◆ Given instruction: How many lines in the rows below contain the string "shrub"? Count them and reply with the number alone.

═══ Dataset records

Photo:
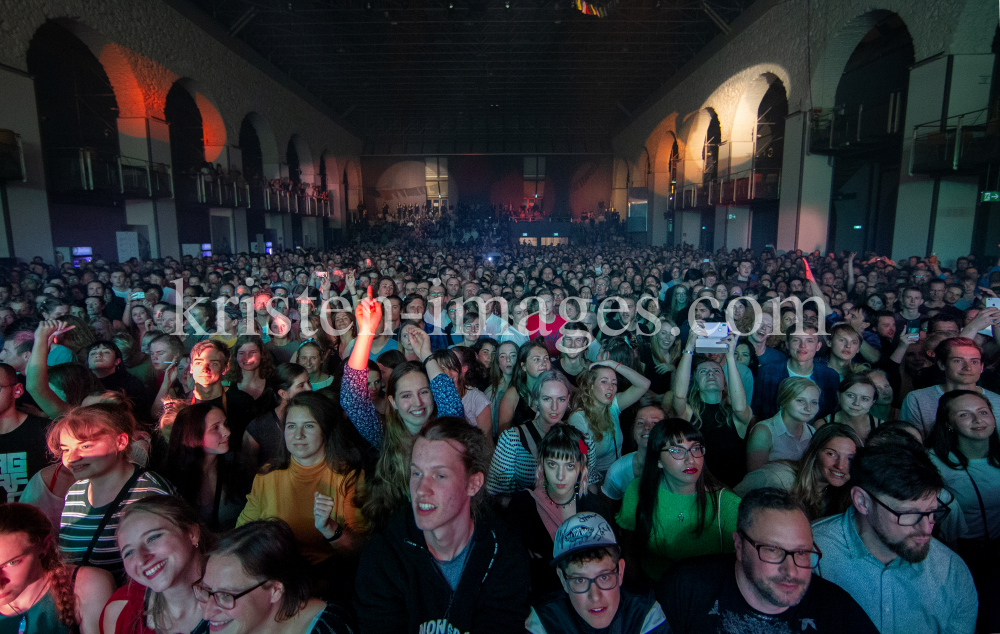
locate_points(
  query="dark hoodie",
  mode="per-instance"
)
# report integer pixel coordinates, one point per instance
(401, 589)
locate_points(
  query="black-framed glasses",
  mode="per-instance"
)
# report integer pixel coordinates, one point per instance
(225, 600)
(775, 555)
(680, 453)
(604, 581)
(912, 518)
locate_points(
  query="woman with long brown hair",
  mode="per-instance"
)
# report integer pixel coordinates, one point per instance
(818, 478)
(41, 593)
(163, 547)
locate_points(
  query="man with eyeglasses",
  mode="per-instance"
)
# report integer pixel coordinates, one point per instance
(590, 568)
(881, 550)
(770, 587)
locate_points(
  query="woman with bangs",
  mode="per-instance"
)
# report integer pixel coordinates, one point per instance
(660, 357)
(855, 397)
(597, 406)
(94, 444)
(416, 393)
(164, 549)
(315, 485)
(475, 404)
(717, 407)
(253, 369)
(818, 480)
(532, 361)
(200, 464)
(40, 592)
(560, 492)
(676, 509)
(264, 436)
(501, 369)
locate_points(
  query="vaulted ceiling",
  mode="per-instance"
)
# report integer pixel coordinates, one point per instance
(467, 75)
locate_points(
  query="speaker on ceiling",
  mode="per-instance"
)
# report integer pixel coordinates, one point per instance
(10, 157)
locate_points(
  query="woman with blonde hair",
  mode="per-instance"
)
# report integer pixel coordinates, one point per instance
(785, 435)
(660, 358)
(417, 393)
(41, 593)
(164, 549)
(818, 479)
(716, 406)
(597, 406)
(94, 443)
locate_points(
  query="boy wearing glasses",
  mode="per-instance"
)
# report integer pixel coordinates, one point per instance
(769, 587)
(881, 550)
(590, 568)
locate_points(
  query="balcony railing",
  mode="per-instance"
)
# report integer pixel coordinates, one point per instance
(961, 143)
(746, 185)
(75, 170)
(275, 200)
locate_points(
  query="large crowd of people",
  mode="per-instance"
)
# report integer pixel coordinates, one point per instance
(476, 435)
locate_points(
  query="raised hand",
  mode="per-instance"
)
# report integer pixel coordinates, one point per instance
(369, 315)
(421, 342)
(323, 514)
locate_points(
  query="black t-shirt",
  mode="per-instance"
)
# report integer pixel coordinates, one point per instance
(240, 409)
(23, 453)
(726, 454)
(658, 383)
(701, 595)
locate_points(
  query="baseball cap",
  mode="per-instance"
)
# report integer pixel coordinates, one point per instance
(581, 532)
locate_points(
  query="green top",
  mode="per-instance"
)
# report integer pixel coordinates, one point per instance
(672, 538)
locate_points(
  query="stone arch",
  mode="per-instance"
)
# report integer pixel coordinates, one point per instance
(268, 142)
(352, 183)
(115, 59)
(831, 64)
(693, 150)
(213, 126)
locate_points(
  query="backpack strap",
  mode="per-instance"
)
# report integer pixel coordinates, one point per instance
(112, 509)
(530, 438)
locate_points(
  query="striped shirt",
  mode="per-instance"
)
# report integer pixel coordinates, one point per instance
(513, 469)
(79, 521)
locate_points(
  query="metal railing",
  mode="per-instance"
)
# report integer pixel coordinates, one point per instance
(963, 142)
(275, 200)
(837, 129)
(73, 170)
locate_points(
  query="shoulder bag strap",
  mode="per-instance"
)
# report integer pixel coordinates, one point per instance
(982, 507)
(718, 513)
(112, 508)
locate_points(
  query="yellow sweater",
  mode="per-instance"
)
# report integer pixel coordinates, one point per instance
(288, 494)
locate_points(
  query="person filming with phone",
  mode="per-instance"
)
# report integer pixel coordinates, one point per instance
(704, 395)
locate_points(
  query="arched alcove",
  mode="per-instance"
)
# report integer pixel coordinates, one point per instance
(865, 133)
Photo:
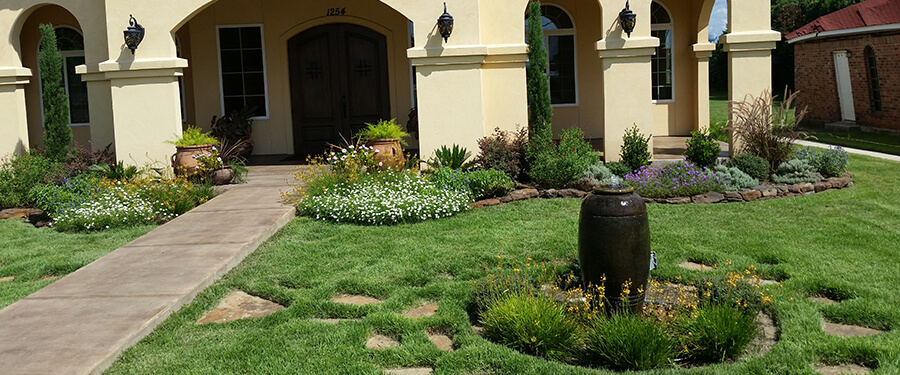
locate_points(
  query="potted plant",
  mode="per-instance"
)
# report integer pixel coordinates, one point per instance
(214, 168)
(234, 130)
(385, 137)
(192, 142)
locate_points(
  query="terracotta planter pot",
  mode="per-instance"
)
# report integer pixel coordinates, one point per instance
(183, 161)
(389, 152)
(221, 176)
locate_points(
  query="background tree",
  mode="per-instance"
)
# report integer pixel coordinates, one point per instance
(540, 112)
(57, 134)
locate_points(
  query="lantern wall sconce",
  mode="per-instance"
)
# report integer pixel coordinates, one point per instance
(627, 19)
(134, 34)
(445, 24)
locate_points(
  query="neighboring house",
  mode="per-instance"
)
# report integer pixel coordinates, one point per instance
(846, 65)
(318, 71)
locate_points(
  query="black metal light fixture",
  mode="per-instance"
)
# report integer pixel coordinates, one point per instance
(134, 34)
(628, 19)
(445, 24)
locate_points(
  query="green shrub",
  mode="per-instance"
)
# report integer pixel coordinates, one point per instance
(560, 164)
(629, 342)
(489, 183)
(702, 149)
(57, 134)
(194, 136)
(830, 162)
(752, 165)
(719, 332)
(734, 178)
(20, 173)
(618, 168)
(765, 130)
(454, 157)
(384, 199)
(383, 129)
(503, 151)
(796, 171)
(531, 324)
(635, 149)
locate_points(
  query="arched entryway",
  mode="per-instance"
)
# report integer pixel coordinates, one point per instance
(339, 82)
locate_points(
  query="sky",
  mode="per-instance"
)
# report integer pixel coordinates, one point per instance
(718, 19)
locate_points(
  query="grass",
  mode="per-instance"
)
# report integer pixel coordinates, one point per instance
(886, 143)
(37, 257)
(839, 243)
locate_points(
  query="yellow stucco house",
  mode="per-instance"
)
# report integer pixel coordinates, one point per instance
(318, 70)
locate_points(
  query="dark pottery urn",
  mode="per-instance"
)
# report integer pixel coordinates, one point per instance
(614, 242)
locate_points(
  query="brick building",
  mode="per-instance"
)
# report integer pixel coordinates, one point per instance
(847, 66)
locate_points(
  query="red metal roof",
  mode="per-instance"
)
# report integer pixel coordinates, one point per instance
(864, 14)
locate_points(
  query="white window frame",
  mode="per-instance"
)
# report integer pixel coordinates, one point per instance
(65, 77)
(671, 27)
(262, 37)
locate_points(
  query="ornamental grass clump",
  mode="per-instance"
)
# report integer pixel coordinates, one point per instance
(674, 180)
(384, 199)
(831, 162)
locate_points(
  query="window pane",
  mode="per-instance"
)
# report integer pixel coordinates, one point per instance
(229, 38)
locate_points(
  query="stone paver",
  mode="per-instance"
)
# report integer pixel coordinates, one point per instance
(239, 305)
(82, 322)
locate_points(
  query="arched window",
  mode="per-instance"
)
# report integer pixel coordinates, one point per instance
(71, 48)
(661, 63)
(559, 41)
(872, 72)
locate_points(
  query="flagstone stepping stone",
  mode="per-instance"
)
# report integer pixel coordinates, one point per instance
(239, 305)
(333, 320)
(695, 266)
(422, 311)
(846, 330)
(379, 342)
(354, 299)
(409, 371)
(843, 369)
(825, 300)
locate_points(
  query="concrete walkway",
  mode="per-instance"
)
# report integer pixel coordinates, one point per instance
(81, 323)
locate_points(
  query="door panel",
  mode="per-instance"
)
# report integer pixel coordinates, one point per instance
(338, 83)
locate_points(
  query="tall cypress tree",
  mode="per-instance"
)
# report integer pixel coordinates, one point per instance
(57, 134)
(540, 113)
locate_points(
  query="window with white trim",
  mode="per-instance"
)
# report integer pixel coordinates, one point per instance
(71, 47)
(559, 41)
(661, 63)
(242, 69)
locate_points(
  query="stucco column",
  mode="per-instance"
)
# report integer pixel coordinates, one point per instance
(627, 94)
(144, 106)
(702, 52)
(14, 123)
(464, 92)
(749, 67)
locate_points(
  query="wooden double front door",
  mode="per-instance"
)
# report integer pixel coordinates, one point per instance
(339, 82)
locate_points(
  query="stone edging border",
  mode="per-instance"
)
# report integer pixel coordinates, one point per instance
(757, 193)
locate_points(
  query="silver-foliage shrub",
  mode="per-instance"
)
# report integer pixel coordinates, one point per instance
(735, 179)
(796, 171)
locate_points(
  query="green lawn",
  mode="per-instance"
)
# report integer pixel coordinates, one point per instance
(38, 256)
(838, 243)
(889, 144)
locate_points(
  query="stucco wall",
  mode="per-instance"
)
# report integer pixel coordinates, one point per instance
(281, 21)
(816, 83)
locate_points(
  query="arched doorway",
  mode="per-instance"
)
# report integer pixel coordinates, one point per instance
(339, 82)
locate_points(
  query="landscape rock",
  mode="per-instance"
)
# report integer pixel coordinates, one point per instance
(239, 305)
(378, 342)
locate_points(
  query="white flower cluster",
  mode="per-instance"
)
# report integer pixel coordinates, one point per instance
(111, 208)
(404, 199)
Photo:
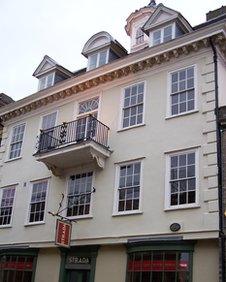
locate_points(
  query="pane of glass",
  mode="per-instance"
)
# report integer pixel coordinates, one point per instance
(122, 194)
(175, 77)
(182, 97)
(183, 261)
(169, 276)
(121, 205)
(174, 173)
(125, 122)
(103, 58)
(183, 185)
(182, 160)
(175, 110)
(49, 80)
(174, 87)
(136, 204)
(157, 276)
(137, 168)
(190, 95)
(182, 75)
(182, 172)
(191, 184)
(141, 88)
(182, 85)
(122, 182)
(174, 187)
(93, 61)
(136, 276)
(127, 92)
(157, 37)
(191, 170)
(132, 120)
(27, 276)
(191, 158)
(175, 99)
(182, 198)
(129, 204)
(146, 276)
(167, 33)
(174, 161)
(182, 107)
(191, 105)
(190, 83)
(190, 72)
(191, 197)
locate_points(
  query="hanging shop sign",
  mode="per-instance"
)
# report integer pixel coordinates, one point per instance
(63, 233)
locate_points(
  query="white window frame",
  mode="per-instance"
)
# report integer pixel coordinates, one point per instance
(98, 59)
(173, 25)
(46, 79)
(139, 35)
(27, 222)
(13, 206)
(168, 110)
(90, 214)
(168, 178)
(116, 188)
(120, 126)
(11, 136)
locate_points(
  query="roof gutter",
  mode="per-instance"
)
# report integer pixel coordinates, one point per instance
(219, 165)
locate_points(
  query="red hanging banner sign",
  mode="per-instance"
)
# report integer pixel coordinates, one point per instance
(63, 233)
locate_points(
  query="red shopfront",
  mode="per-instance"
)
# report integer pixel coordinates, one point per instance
(159, 263)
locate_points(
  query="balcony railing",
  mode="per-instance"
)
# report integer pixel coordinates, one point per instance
(77, 131)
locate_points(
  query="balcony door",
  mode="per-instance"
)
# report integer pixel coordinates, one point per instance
(86, 126)
(79, 276)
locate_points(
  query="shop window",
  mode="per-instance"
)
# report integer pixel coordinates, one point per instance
(15, 268)
(159, 266)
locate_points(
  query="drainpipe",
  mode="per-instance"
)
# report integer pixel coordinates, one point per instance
(219, 164)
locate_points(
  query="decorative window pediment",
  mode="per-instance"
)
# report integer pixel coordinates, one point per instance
(88, 106)
(164, 16)
(102, 48)
(50, 72)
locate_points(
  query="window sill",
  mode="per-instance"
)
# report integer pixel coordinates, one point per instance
(183, 114)
(14, 159)
(131, 127)
(182, 207)
(137, 212)
(5, 226)
(34, 223)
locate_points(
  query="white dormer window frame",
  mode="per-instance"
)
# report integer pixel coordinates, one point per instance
(161, 32)
(98, 59)
(46, 81)
(139, 38)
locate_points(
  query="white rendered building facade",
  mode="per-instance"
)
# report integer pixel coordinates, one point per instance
(130, 142)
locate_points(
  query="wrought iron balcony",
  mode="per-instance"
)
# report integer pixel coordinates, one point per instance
(75, 143)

══════

◆ The reply: 2